**Problem to work on:**
Print out the data precisely as it appears here, with no pictures.

**Data supplied:**

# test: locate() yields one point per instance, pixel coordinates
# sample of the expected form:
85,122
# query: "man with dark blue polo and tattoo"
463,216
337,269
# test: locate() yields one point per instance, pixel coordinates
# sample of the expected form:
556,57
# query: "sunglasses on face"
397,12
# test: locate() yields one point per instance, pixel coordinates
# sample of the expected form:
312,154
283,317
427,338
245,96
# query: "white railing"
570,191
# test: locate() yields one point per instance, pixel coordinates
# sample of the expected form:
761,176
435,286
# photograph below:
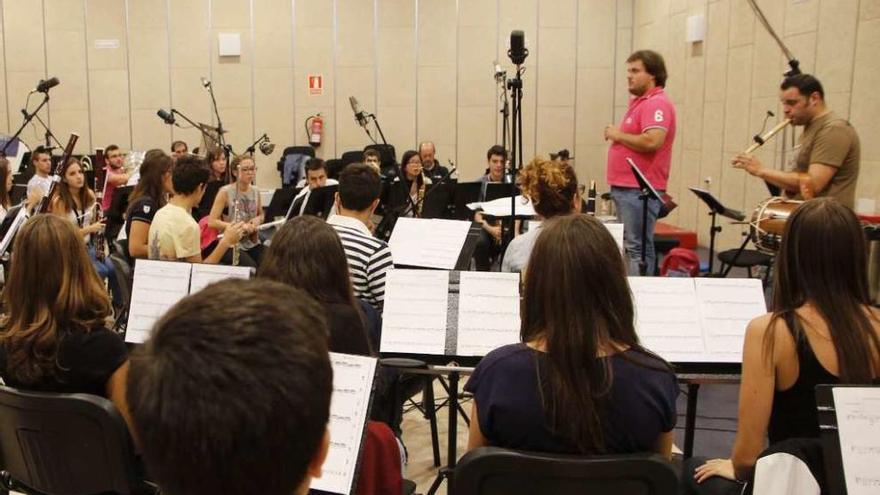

**Exercise output:**
# test: locate() yields one point per instance, pixel coordinates
# sample of the expected form:
85,122
# query: "man with dark blue polo and tattoo"
463,216
337,269
# test: locate() yields one point per instance, pixel coordinates
# sample of the expected form:
556,57
# query: "sunglasses on face"
397,12
# test: locate() yields one point per instance, pixel coordinates
# sample of the expected form:
312,154
283,317
427,338
245,96
# query: "white railing"
570,191
# test: locate() yields one point per instance, pixel coordinates
# sample of the expected form:
761,176
435,286
# photograph below:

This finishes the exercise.